(RECORDS begins)

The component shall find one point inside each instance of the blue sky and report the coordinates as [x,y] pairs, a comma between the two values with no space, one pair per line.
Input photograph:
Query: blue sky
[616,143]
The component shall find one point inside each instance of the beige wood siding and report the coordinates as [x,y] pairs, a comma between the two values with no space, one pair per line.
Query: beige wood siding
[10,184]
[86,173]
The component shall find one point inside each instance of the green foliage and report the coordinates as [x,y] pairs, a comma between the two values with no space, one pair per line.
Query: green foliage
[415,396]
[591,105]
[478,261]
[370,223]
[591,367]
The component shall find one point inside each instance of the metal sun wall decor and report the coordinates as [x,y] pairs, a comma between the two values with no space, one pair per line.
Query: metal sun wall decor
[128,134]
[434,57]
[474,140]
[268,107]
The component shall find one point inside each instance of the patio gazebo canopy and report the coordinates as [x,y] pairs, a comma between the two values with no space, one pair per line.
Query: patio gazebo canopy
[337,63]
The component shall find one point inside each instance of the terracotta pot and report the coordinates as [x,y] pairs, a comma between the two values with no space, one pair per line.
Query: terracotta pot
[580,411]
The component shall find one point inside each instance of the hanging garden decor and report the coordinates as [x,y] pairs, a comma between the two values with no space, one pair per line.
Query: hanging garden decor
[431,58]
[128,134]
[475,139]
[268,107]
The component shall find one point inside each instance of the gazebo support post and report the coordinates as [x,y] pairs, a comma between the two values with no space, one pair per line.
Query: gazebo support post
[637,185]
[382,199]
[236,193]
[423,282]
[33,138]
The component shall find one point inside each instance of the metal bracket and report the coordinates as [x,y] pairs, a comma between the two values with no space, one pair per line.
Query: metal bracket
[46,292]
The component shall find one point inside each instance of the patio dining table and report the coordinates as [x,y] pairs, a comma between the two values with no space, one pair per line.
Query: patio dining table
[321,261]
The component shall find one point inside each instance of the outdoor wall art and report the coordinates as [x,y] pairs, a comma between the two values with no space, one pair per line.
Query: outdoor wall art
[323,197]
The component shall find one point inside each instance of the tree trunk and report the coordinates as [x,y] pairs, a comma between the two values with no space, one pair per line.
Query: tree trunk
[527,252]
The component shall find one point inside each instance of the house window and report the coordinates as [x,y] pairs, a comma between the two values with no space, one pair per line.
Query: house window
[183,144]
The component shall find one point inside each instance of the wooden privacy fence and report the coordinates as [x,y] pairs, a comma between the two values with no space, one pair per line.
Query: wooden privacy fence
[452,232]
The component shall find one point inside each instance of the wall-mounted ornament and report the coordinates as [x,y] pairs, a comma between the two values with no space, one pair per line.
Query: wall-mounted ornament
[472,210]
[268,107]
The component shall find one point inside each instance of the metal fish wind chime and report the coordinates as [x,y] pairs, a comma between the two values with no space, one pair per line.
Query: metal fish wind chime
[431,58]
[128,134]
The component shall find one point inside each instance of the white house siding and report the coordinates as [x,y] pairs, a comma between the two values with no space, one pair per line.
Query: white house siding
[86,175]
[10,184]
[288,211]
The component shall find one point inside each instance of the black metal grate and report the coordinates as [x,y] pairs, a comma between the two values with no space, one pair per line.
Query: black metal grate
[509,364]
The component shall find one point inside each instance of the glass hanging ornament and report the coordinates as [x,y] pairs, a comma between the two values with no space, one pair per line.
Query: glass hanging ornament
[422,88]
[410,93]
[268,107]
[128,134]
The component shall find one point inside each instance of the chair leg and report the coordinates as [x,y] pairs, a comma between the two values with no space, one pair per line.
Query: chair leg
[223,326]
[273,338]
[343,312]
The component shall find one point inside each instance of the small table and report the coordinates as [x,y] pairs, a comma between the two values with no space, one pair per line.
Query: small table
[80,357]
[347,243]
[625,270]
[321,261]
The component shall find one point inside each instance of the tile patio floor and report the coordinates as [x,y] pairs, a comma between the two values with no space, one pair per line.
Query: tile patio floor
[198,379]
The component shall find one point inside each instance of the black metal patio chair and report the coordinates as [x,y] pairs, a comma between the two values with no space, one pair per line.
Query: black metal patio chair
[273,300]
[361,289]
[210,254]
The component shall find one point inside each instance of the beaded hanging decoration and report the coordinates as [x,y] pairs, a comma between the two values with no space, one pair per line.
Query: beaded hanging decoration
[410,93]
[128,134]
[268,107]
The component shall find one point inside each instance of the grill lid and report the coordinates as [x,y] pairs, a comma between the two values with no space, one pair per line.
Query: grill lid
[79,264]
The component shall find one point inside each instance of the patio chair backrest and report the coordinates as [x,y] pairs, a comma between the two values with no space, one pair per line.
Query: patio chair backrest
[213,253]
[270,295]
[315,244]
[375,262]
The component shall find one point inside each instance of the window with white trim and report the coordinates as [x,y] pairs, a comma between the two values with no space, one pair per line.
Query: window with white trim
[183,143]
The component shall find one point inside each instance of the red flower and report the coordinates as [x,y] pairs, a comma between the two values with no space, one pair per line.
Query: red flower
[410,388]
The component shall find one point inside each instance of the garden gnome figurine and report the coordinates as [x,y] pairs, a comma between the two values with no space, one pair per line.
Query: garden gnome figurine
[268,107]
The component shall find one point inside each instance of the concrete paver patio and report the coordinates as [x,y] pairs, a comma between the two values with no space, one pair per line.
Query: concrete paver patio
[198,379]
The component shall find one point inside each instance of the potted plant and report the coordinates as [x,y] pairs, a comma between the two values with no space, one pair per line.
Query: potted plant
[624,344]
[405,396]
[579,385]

(RECORDS ends)

» PROMPT: Retype the whole listing, matching it exactly.

» EXPECTED OUTPUT:
The component shall find one point inside each instance of the blue sky and report the coordinates as [x,y] pairs, a comma between the two values with no space, one pair per line.
Input photograph:
Query: blue sky
[616,143]
The component shall find one point inside each instance of the beige wood siding and report the coordinates as [x,y] pairs, a comma between the two values with no space, one pair per line.
Query: beige wood siding
[10,184]
[86,173]
The component shall find one point inside each instance of the green foliage and report the coordinates as [x,y] pairs, a comma between the two values with no space, one pair per line.
Query: green foliage
[415,396]
[591,105]
[478,261]
[370,223]
[591,367]
The component shall find one point inside each instance of the metal sun wall decor and report the coordinates as [x,y] pairs, a comma between the two values with no space, one pair per line.
Query: metal sun wall decor
[128,134]
[434,57]
[474,140]
[268,107]
The component shall find one point inside each instance of the patio gazebo canopy and report the coordinates as [x,y] pairs, a comma between the two values with no space, one pair per line.
Query: patio gazebo canopy
[337,63]
The component shall find one point inside each instance of the terracotta pot and report the coordinates as [x,y] pairs, a comma between the two values with no space, one pair per line.
Query: terracotta pot
[580,411]
The component shall find one point inside each instance of the hanging garden decor and report the coordinates as [x,y] pairs, a comma between the two values with no space, one pair per line.
Query: hanging garden decor
[431,58]
[128,134]
[475,139]
[268,107]
The component shall find one point inside each instance of the gazebo support post and report the coordinates as [x,y] pairs, a comma between the two values with no space, one pair per line.
Query: gazebo support post
[637,185]
[382,199]
[236,193]
[423,282]
[33,138]
The component shall find one point inside each instance of the metal bracket and report the coordinates as [x,y] pairs, a comma between the two values with no space, one pair per line.
Query: metal bracket
[46,292]
The component shall find one point inside each instance of the patio dining table and report the coordinates as [x,y] pairs, a comma between the two values with no space, one pair per line.
Query: patio dining table
[321,261]
The component shall find one point inside each instance of the outdoor wall art and report the coordinates as [x,y] pairs, a comma between the two values with no space, one pair per line.
Query: outdoor wall art
[323,197]
The component shall find one point inside each instance of the tree trunk and report the coordinates as [x,y] pairs, a comma between the two values with no space, one pair per line.
Query: tree trunk
[527,252]
The component shall find one point inside each instance of the house window and report the coordinates as [x,y] pairs, a comma between the two values with no space, one pair per line.
Query: house window
[183,144]
The component shall find one point inside each instance of the wooden privacy fence and report the coordinates as [x,y] pairs, a comma between the two values with no space, one pair per line.
Query: wooden privacy fence
[452,232]
The component shall find one point inside each instance of the wall-mounted ornament and report the coordinates as [x,y] pairs, a comma between the two values with no space, one pair per line.
Query: wall-mounted ornament
[472,210]
[268,107]
The component shall find one point inside each instance of the metal fish wind chime and report the coordinates as [x,y] pairs, a comma between the two values with no space, one pair per line.
Query: metal fish wind chime
[431,58]
[128,134]
The component shall find one point inside each instance of the white house siding and report the coordinates as [x,y] pairs, a comma between the two values with no space, one pair per line.
Query: white house siding
[86,175]
[10,184]
[288,211]
The component shall find one point inside each instance of the black metal grate and report the coordinates as [x,y] pairs, a comma between the two values with no space, one pair per line.
Query: black metal grate
[509,364]
The component shall find one point inside each instance of the glass hanging ornament and report the coordinates as [x,y] pairs, a comma between the two values with no space, one pair per line.
Query: glass hanging ornament
[422,88]
[410,93]
[268,107]
[128,134]
The component shall find one point inside each instance of the chair leg and report the coordinates as [x,y] pairs, a comma between the two values with no space, one pair per line.
Query: chair leg
[223,326]
[273,338]
[343,312]
The component shall find one point inside each instance of the small table and report the coordinates as [x,y] pairs, a comma between the two values with no space, one pair per line.
Query: small table
[80,357]
[347,243]
[625,270]
[321,261]
The component shall find one point inside each instance of the tile patio floor and report the coordinates as [x,y] pairs, a comma between the two values with no space, one pair per line.
Query: tile patio floor
[198,379]
The component shall find one point inside each instance of the black metal patio chair and report the coordinates as [x,y] pairs, a comma between the two values with no space, one pair per line.
Query: black metal patio chair
[273,300]
[361,289]
[210,254]
The component shall find one point inside each instance of the beaded hanging decoration and report the coordinates as [x,y] pairs, a comma between the two values with no space, one pair per line.
Query: beaded hanging decoration
[410,93]
[128,134]
[268,107]
The component shall find one point inside each instance of the grill lid and report the coordinates as [x,y] pairs, a comma between the two values with no space, one pair per line.
Query: grill lid
[79,264]
The component shall find one point inside each instance of the patio chair backrest and report the coordinates as [x,y] pairs, a comma between the two values with no space, one pair per line.
Query: patio chair backrest
[213,253]
[270,295]
[315,244]
[375,262]
The component shall find one point inside each instance of the window with white trim and report the coordinates as [x,y] pairs, a comma between the two values with no space, one pair per line.
Query: window with white trim
[183,143]
The component shall find one point inside each instance of the red flower and report the coordinates as [x,y] pairs, a comma between the two values with no space, one pair per line.
Query: red flower
[410,388]
The component shall find one point inside each instance of the garden gnome figurine and report the coordinates as [x,y] pairs, a comma between the two values with no space, one pair per line.
Query: garden gnome figurine
[268,107]
The component shall find one point inside each instance of the concrete paver patio and report the coordinates as [x,y] pairs, a comma between the two values with no space, one pair per line.
Query: concrete paver patio
[198,379]
The component shall find one point inside each instance of the potted plant and report the coordinates as [x,y] pairs, a comma between the two values with no space, one pair per line.
Query: potted plant
[624,344]
[405,396]
[579,385]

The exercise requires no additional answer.